Material for the task -
※
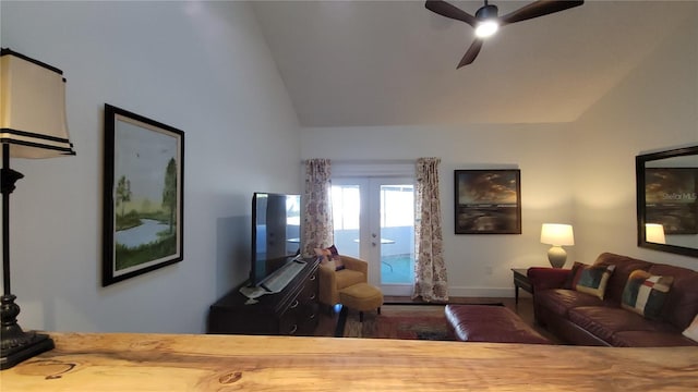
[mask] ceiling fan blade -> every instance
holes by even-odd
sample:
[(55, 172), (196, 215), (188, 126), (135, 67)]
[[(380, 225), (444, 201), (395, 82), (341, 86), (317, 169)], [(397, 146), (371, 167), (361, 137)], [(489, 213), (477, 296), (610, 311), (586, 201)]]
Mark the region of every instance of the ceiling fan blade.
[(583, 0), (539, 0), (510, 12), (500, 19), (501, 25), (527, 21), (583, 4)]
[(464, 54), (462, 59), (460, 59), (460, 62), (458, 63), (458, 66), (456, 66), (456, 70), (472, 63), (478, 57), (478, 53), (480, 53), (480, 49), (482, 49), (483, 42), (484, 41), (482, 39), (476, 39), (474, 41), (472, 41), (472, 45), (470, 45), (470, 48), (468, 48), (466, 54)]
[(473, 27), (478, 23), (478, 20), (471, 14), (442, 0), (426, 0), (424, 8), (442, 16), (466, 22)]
※
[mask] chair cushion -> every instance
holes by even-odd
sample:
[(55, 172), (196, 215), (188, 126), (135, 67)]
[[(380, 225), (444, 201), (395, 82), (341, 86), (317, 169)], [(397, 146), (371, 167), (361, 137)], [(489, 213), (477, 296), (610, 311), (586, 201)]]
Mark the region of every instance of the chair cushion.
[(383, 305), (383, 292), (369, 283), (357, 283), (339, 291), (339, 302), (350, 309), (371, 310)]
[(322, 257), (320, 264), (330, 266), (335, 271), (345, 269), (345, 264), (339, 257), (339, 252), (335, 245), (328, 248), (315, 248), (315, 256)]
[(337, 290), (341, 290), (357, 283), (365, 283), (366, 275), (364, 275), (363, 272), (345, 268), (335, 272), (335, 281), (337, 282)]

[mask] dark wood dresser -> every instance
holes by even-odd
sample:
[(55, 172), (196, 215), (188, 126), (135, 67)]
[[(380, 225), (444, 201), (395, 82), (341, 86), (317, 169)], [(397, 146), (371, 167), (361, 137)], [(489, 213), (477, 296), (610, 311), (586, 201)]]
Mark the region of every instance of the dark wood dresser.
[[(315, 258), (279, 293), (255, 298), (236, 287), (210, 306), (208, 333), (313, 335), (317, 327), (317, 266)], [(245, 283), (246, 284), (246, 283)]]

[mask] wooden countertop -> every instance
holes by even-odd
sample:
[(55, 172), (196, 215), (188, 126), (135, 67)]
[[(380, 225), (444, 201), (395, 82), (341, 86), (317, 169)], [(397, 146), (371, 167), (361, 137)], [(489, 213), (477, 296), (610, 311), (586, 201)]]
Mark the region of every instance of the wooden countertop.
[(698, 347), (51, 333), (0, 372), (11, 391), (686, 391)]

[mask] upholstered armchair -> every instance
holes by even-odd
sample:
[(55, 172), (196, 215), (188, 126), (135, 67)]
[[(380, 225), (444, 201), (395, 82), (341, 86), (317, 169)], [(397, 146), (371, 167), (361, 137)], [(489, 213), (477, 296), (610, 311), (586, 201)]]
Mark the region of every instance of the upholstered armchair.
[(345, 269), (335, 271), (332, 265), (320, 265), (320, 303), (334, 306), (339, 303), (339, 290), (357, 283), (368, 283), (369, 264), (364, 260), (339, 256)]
※
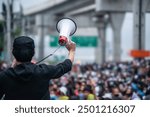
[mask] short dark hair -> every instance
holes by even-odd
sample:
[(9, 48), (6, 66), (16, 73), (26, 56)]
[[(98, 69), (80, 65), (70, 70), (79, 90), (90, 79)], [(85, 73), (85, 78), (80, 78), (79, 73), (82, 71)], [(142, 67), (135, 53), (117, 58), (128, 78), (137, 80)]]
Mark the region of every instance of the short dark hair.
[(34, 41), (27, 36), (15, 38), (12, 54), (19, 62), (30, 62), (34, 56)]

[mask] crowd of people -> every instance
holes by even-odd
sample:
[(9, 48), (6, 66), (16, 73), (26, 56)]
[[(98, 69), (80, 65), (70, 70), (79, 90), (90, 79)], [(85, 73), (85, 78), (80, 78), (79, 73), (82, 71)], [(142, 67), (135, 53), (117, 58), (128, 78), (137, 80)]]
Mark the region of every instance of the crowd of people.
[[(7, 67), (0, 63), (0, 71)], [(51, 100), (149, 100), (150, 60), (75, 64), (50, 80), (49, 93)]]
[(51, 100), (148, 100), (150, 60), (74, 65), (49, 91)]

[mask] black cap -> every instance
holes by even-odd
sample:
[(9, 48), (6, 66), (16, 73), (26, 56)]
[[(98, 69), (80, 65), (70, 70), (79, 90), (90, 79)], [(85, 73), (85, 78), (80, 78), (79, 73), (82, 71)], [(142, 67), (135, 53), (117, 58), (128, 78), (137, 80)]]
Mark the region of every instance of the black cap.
※
Problem description -
Convert the rows above, from the line with "[mask] dark wood dresser -> every instance" up to and including the line with "284), (246, 283)]]", into a numbered list with blank lines omitted.

The response -
1. [mask] dark wood dresser -> every instance
2. holes by even-odd
3. sample:
4. [(55, 172), (196, 215), (188, 126), (135, 67)]
5. [[(380, 225), (444, 201), (395, 82), (341, 86), (317, 169)], [(397, 146), (371, 167), (361, 137)], [(489, 213), (477, 296), (610, 311), (586, 201)]]
6. Mark the region of every instance of the dark wood dresser.
7. [[(315, 258), (279, 293), (255, 298), (236, 287), (210, 306), (208, 333), (313, 335), (317, 327), (317, 266)], [(245, 283), (246, 284), (246, 283)]]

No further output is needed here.